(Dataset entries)
<<<<
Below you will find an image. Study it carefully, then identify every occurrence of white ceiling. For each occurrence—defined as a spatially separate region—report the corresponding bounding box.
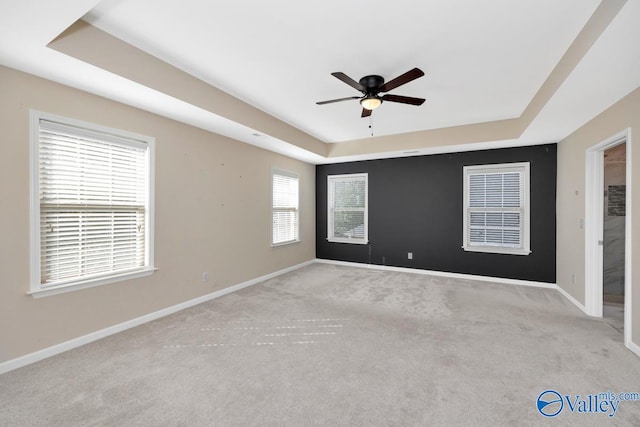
[1,0,639,163]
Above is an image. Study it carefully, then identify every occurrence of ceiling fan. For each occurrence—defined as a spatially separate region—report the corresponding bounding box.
[316,67,425,118]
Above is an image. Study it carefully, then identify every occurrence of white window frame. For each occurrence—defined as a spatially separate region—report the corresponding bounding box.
[327,173,369,245]
[271,168,300,246]
[462,162,530,255]
[29,110,155,297]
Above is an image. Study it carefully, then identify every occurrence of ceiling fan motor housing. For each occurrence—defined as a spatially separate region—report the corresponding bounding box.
[359,75,385,94]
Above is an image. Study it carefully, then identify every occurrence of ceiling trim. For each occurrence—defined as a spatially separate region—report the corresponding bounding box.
[49,20,328,159]
[42,1,628,164]
[519,0,627,127]
[329,0,627,158]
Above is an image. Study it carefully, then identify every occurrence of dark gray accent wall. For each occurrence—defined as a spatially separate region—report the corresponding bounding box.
[316,144,557,283]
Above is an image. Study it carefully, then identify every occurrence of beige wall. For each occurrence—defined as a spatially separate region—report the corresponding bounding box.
[0,65,315,363]
[557,87,640,345]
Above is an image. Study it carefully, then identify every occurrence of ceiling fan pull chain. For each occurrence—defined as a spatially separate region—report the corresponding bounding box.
[369,114,374,136]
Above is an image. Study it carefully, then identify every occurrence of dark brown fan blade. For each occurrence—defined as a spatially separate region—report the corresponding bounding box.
[316,96,361,105]
[361,108,372,118]
[332,72,365,92]
[381,94,425,106]
[379,68,424,92]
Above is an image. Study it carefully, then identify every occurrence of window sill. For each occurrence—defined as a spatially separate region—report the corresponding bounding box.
[28,268,157,298]
[327,238,369,245]
[271,239,301,247]
[462,246,531,256]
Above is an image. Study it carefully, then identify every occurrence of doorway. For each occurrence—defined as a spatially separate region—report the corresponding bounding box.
[602,143,626,334]
[584,129,632,349]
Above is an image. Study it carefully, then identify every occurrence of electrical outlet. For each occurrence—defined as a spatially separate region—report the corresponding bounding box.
[408,252,413,260]
[202,272,209,282]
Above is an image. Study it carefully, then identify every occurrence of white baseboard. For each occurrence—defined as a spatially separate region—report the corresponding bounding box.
[2,258,633,374]
[315,258,557,289]
[0,260,314,375]
[627,340,640,358]
[555,284,588,314]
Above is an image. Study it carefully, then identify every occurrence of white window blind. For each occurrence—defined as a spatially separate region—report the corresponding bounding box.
[328,173,368,244]
[272,170,299,245]
[463,163,530,255]
[34,116,153,290]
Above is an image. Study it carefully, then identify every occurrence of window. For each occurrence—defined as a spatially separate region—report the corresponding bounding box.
[271,169,299,245]
[463,162,530,255]
[327,173,368,244]
[30,111,155,296]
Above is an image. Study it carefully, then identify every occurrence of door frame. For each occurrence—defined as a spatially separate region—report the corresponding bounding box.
[584,128,632,348]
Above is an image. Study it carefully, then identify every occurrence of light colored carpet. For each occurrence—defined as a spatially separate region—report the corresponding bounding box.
[1,264,640,426]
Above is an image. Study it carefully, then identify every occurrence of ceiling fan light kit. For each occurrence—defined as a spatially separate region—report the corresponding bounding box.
[360,96,382,110]
[317,67,426,118]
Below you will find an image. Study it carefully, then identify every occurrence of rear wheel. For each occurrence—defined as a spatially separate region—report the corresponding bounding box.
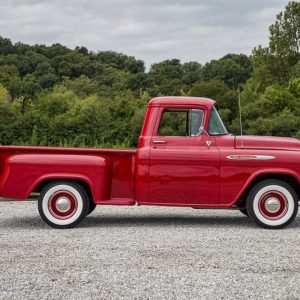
[246,179,298,229]
[38,181,89,229]
[87,201,97,215]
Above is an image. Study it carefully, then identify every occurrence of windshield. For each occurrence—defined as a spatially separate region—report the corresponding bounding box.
[208,106,228,135]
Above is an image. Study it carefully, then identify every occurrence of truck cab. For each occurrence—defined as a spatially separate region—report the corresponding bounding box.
[137,97,221,206]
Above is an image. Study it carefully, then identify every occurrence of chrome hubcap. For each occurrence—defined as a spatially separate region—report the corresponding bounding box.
[265,198,280,213]
[56,197,71,212]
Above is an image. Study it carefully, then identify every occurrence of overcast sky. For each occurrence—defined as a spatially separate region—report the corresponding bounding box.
[0,0,289,68]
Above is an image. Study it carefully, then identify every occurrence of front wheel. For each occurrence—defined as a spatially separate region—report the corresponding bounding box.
[239,208,249,217]
[246,179,298,229]
[38,181,89,229]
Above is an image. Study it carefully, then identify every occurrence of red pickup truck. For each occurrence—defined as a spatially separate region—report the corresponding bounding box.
[0,97,299,229]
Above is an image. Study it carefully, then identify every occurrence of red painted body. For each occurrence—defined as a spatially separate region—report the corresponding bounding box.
[1,96,300,209]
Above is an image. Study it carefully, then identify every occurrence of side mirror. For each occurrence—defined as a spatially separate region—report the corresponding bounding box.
[199,126,212,147]
[198,126,209,137]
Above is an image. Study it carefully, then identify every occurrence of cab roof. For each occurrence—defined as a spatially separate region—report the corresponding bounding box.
[148,96,216,107]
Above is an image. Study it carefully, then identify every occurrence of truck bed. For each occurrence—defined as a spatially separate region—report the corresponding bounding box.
[0,146,137,201]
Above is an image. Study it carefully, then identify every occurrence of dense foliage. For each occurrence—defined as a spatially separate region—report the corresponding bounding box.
[0,1,299,148]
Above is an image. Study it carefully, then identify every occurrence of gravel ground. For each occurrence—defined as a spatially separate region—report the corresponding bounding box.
[0,201,300,300]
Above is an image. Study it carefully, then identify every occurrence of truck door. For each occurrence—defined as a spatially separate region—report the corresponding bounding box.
[148,107,220,206]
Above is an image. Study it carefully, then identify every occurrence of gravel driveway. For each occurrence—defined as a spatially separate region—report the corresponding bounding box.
[0,201,300,300]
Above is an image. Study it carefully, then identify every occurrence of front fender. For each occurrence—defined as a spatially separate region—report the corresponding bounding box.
[230,168,300,206]
[0,154,110,201]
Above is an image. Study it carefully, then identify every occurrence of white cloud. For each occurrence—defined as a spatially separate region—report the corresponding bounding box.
[0,0,289,67]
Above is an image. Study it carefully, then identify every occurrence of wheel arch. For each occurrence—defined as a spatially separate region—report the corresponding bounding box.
[235,171,300,208]
[32,177,94,203]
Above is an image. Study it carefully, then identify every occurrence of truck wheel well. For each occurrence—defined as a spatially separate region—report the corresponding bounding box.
[33,179,93,203]
[237,174,300,207]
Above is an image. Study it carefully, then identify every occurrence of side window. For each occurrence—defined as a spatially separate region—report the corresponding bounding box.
[190,109,204,136]
[158,109,204,136]
[158,110,188,136]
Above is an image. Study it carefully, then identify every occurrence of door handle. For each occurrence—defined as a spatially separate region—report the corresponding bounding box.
[153,140,166,144]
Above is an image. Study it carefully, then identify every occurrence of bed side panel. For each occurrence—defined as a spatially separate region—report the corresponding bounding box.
[0,154,109,200]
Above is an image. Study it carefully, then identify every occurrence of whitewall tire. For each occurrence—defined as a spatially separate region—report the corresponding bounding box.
[246,179,298,229]
[38,181,89,229]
>>>>
Task directions: When you copy the records above, keep every word exact and drop the pictures.

Answer for the task:
Below you will find an image. Study it carefully, then identify every occurrence of white ceiling. For each occurrence—defined as a spatially separate region—report the corresponding bounding box.
[1,0,639,163]
Above is an image. Study it carefully, then identify every occurrence of ceiling fan. For each occurrence—defined as a spatially separate region—report the corresponding bounding box.
[316,67,425,118]
Above is an image. Study it carefully, then identify every occurrence of white window frame. For each occurrence—defined as a spatially separate region—report the corresponding bounding box.
[327,173,369,245]
[271,168,300,246]
[462,162,530,255]
[29,110,155,297]
Above is an image. Study it carefully, then identify every occurrence of ceiling fan motor housing. For each occurrence—defined as a spatially separate region—report the corresponding bounding box.
[359,75,385,94]
Above is an image. Study it carefully, then identify every occurrence of ceiling trim. For each occurrence—defined as a spatially separate region—report the corresponding bounding box.
[49,20,328,159]
[42,1,628,164]
[519,0,627,127]
[329,0,627,158]
Above is an image. Study it carefully, then identify every occurrence of dark gray accent wall. For each occurrence—defined as a spatially separate region—report the corresponding bounding box.
[316,144,557,283]
Above is an image. Study it carefully, then identify every occurrence of beige wall. For each occurrence—defined as a spatially separate region—report the corresponding bounding box.
[0,65,315,363]
[557,87,640,345]
Above is an image. Study it carefully, then identify every occurrence of ceiling fan pull chain. For each occurrence—defined as a spatially separate region—report the corresponding bounding box.
[369,114,374,136]
Above is an image. Study it carefully, then identify every occurrence of dark brown fan blade. For each occurrence—defined as a spatially separate region—report the corresponding bounding box.
[316,96,361,105]
[361,108,372,118]
[332,72,365,92]
[381,94,425,106]
[379,68,424,92]
Above is an image. Study it carefully, then identify every occurrence of window sill. For each occurrence—defined as a spatially separate region—report the corresponding bounding box.
[28,268,157,298]
[327,238,369,245]
[271,239,301,247]
[462,246,531,256]
Above is an image. Study it carefully, then identify every occurrence of doorway. For each occurrence—defined as a spatially separate region—report the corresponding bounding box.
[602,143,626,334]
[584,129,632,349]
Above is an image. Study it carefully, then identify every occurrence of electrical outlet. For each occurrence—defined as a spatially separate region—report the corresponding bounding box.
[408,252,413,260]
[202,272,209,282]
Above is an image. Study it carefully, then identify every occurrence of white baseboard. For each occurrence—defined as a spatially separate region—report the corresponding bounding box.
[2,258,633,374]
[315,258,557,289]
[0,260,314,375]
[627,340,640,358]
[555,284,588,314]
Above is an image. Study it carefully, then identify every occurrence of white window blind. For each occurrence—defined as a spatially separate region—report the corresponding bounding box.
[328,173,368,244]
[272,170,299,245]
[463,163,530,255]
[34,116,153,290]
Above is an image. Study it carefully, then identify every occurrence of window. For each occurrence—defined as a spatially separate region—report the corresponding bounding box.
[271,169,299,245]
[463,162,530,255]
[327,173,368,244]
[30,111,155,296]
Above is an image. Study it carefully, then identify every occurrence of door frame. For each occurrence—defined as a spatially separate region—report the corresponding bounding box.
[584,128,632,348]
Above is an image. Study it carefully, then identify every occurrence of light colored carpet. For each occurrence—defined as a spatially separate region—report the corresponding bounding box.
[1,264,640,426]
Above is an image. Study it carefully, then identify every occurrence of ceiling fan light kit. For each occurrence—defined as a spatially separate region—report the corresponding bounding box.
[360,96,382,110]
[317,67,426,118]
Below you will find an image. Study it carefully, then identify every occurrence of rear wheel. For each occurrence—defined as a spatially separate region—report the corresponding bounding box.
[246,179,298,229]
[38,181,89,229]
[87,201,97,215]
Above is an image. Study it carefully, then identify every occurrence of windshield. For each occurrence—defined as a spatially separate region—report the corresponding bounding box.
[208,106,228,135]
Above is an image. Study it carefully, then identify every occurrence of truck cab. For each occurrence—defined as a spatially separate region—report the corresponding bounding box.
[137,97,221,206]
Above is an image. Study it carefully, then identify every occurrence of chrome hubcap. For each occurrence—defined as a spatially separate region—report the corresponding bounding box.
[265,198,280,213]
[56,197,71,212]
Above is an image. Study it carefully, then identify every occurrence of overcast sky. For each occurrence—defined as a spatially separate region—report the corresponding bounding box.
[0,0,289,68]
Above is an image. Study it carefully, then identify every occurrence of front wheel. For each occurrence—defined as a spatially separate region—report the corresponding bounding box.
[239,208,249,217]
[246,179,298,229]
[38,181,89,229]
Above is an image. Study it carefully, then identify every occurrence of red pickup truck. For each occurrence—defined as a spatially separate region—report the corresponding bounding box.
[0,97,299,229]
Above is an image. Study it carefully, then identify every occurrence of red painted body. For each occurrence—defined as a spatially separate region—report the corresponding bounding box.
[1,96,300,209]
Above is an image. Study it carefully, then identify every occurrence of side mirror. For each occurrence—defined as a spatially separate region—report the corresponding bounding box.
[199,126,212,147]
[198,126,209,137]
Above is an image. Study it carefully, then identify every occurrence of cab roof. For each occurrence—defined as a spatially separate region—report the corresponding bounding box.
[148,96,216,107]
Above is an image. Study it carefully, then identify every occurrence of truck bed. For each occurrence—defined as a spatially separate region—report the corresponding bounding box.
[0,146,137,201]
Above is an image. Study it carefully, then identify every occurrence of dense foliage. For each occurrence—defined as a spatially separate region—report the corresponding bounding box.
[0,1,299,148]
Above is an image. Study it carefully, then identify every occurrence of gravel ground. For each occurrence—defined as a spatially separate region—report the corresponding bounding box.
[0,201,300,300]
Above is an image. Study it carefully, then identify every occurrence of truck door. For each occurrence—defined as a spatially separate region—report the corresponding bounding box.
[148,107,220,206]
Above is an image. Study it carefully, then identify every occurrence of gravel driveway. For each occurrence—defined as a spatially separate region—report the corresponding bounding box.
[0,201,300,300]
Above is an image. Study it carefully, then identify every occurrence of front fender. For each occurrence—defined as a spatially separate region—report the corresponding bounding box.
[230,168,300,206]
[0,154,110,201]
Above is an image. Study it carefully, then identify every occurrence of white cloud. For each occurrence—defined as a spatially separate region—report the corresponding bounding box.
[0,0,289,67]
Above is an image. Study it carefully, then identify every occurrence of wheel arch. For each occurrence—defined as a spatially separate region—report the corresponding bounding box.
[235,171,300,208]
[32,177,94,203]
Above is an image. Study it carefully, then identify every occurrence of truck wheel well. For each occurrence—defined as a spatially separate region—report the corresponding bounding box.
[33,179,93,203]
[237,174,300,207]
Above is an image. Study it carefully, then identify every occurrence of side window. For each occurrence—defined as a spatially separate region—report the corresponding bounding box.
[190,109,204,136]
[158,109,204,136]
[158,110,188,136]
Above is an image. Study it carefully, then identify every occurrence of door handle. For each occurrence—defined as a spatially separate region—report the corresponding bounding box.
[153,140,166,144]
Above is an image. Study it carefully, then identify every occurrence of bed side panel. For each occurrence—defined as a spatially separate region—report the corresponding bounding box.
[0,154,109,200]
Above is an image. Study it carefully, then identify every occurrence of whitewall tire. For each occurrence—defined as a spatially separate region—report the corresponding bounding box.
[246,179,298,229]
[38,181,89,229]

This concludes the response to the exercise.